TASK OBJECTIVE> Taking the line with "Detect each clear" as the first and the last line of the entries as the final one, copy that span exactly.

[Spatial localization data]
----

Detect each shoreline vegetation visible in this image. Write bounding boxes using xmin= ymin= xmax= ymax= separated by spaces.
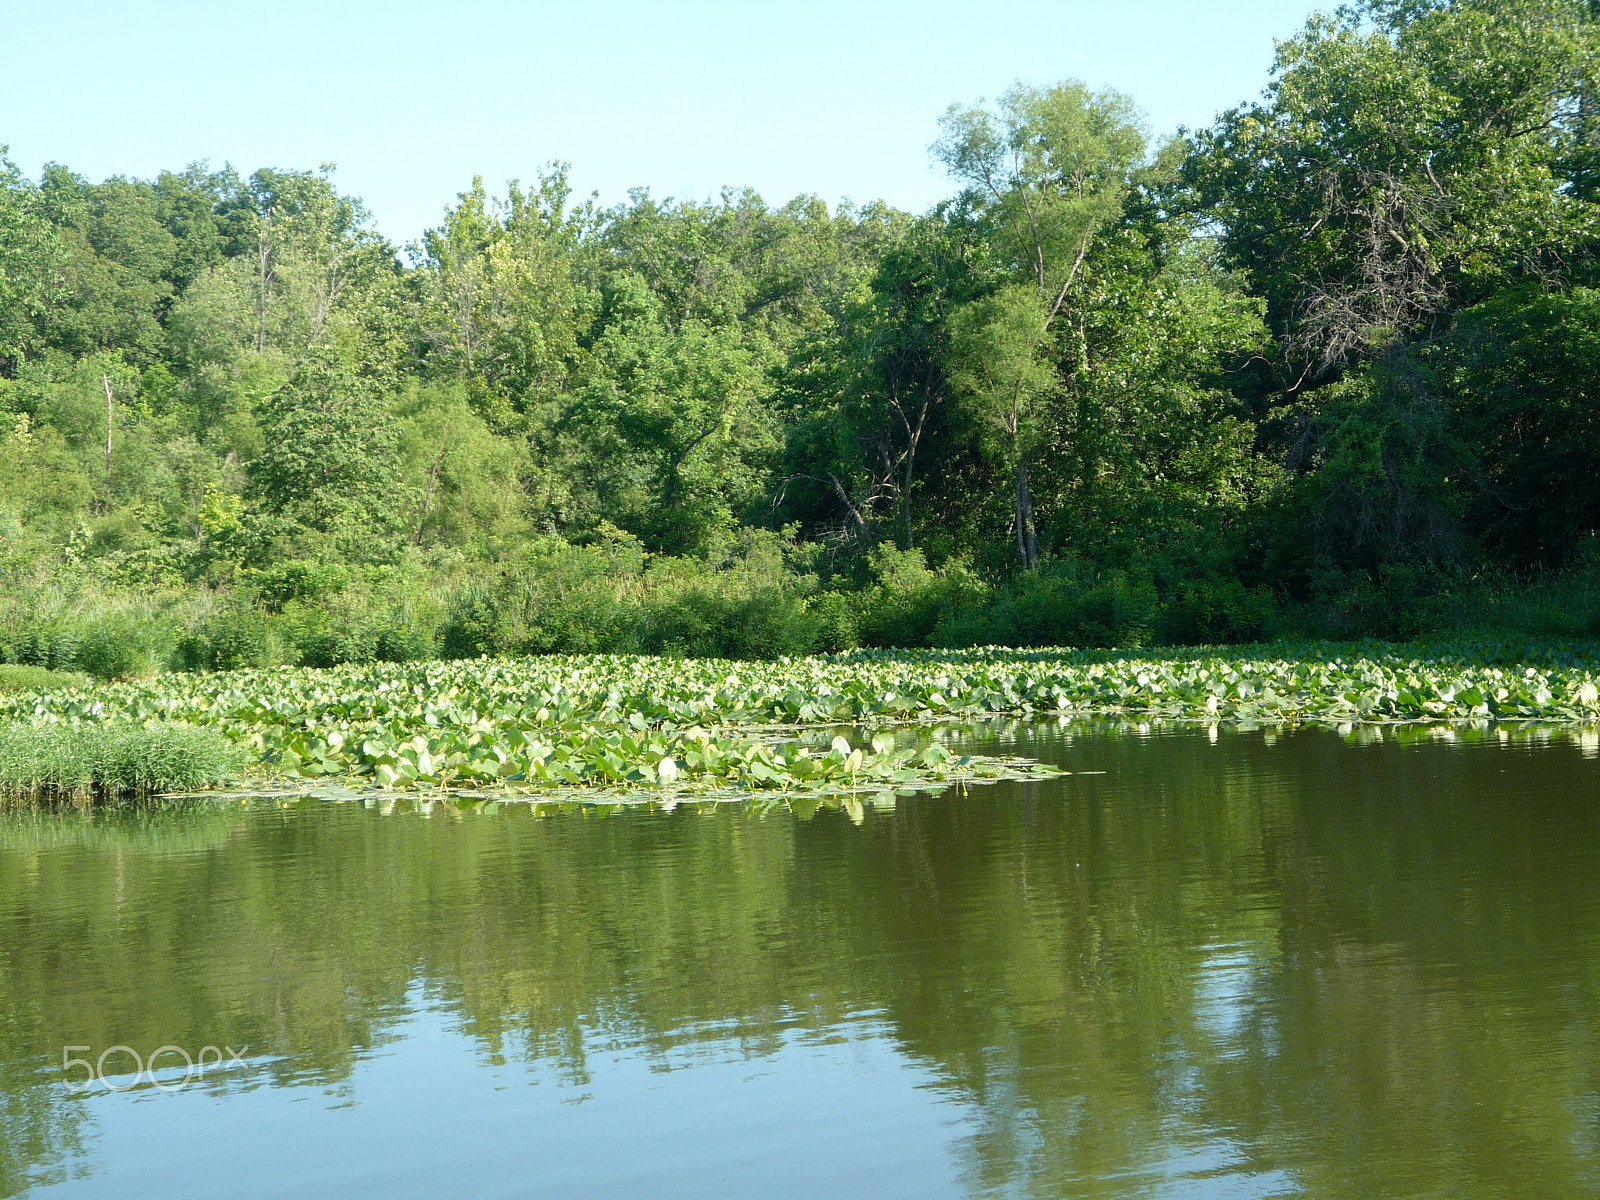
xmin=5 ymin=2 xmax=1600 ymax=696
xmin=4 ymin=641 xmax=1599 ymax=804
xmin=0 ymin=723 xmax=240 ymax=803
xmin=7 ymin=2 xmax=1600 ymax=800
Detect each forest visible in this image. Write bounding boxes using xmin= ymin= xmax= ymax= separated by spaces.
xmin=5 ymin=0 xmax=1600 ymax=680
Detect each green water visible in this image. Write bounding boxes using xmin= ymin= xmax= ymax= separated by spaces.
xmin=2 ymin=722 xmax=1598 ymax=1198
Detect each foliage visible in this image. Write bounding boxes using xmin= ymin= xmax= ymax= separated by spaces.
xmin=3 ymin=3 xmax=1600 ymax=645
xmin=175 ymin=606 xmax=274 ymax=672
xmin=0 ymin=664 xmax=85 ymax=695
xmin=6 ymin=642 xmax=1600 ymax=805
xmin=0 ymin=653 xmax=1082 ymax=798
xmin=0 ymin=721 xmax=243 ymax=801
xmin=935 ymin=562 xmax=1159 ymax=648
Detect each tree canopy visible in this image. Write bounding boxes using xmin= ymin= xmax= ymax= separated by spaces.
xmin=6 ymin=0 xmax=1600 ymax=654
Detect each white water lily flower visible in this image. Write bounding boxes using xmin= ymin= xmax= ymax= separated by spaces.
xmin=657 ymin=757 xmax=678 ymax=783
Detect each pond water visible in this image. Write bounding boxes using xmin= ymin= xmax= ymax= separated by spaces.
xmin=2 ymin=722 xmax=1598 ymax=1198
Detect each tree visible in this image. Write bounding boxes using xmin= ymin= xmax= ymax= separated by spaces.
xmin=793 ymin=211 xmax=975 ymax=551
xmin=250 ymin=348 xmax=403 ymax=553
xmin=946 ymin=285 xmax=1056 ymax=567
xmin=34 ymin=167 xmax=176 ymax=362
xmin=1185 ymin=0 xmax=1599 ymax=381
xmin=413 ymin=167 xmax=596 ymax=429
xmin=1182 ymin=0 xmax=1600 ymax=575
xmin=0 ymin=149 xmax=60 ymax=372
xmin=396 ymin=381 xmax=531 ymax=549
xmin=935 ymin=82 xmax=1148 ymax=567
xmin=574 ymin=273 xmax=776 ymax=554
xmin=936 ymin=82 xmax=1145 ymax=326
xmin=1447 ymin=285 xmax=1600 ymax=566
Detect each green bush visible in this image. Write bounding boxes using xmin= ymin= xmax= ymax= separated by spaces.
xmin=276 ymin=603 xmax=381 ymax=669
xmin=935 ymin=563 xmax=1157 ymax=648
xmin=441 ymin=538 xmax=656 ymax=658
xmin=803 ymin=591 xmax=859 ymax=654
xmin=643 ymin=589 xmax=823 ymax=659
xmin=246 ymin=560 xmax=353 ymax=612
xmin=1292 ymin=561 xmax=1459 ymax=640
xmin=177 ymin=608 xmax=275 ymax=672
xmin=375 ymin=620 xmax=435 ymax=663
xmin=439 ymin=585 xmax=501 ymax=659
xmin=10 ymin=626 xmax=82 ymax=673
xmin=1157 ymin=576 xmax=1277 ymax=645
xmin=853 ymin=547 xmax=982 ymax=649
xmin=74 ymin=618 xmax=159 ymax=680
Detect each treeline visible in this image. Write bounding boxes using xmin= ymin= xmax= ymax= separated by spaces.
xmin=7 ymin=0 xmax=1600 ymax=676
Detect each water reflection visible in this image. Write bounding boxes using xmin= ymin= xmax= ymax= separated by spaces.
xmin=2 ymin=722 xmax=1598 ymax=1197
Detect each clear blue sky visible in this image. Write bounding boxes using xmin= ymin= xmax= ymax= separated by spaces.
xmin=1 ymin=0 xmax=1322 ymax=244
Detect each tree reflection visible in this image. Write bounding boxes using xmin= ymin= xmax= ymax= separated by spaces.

----

YOUR RESPONSE>
Detect each clear blue sky visible in this image. Write bounding boxes using xmin= ymin= xmax= ymax= separated by spaces.
xmin=1 ymin=0 xmax=1322 ymax=244
Detect each tree reflection visible in this image. Write bounding boxes using xmin= ymin= xmax= ymax= separated by spaces.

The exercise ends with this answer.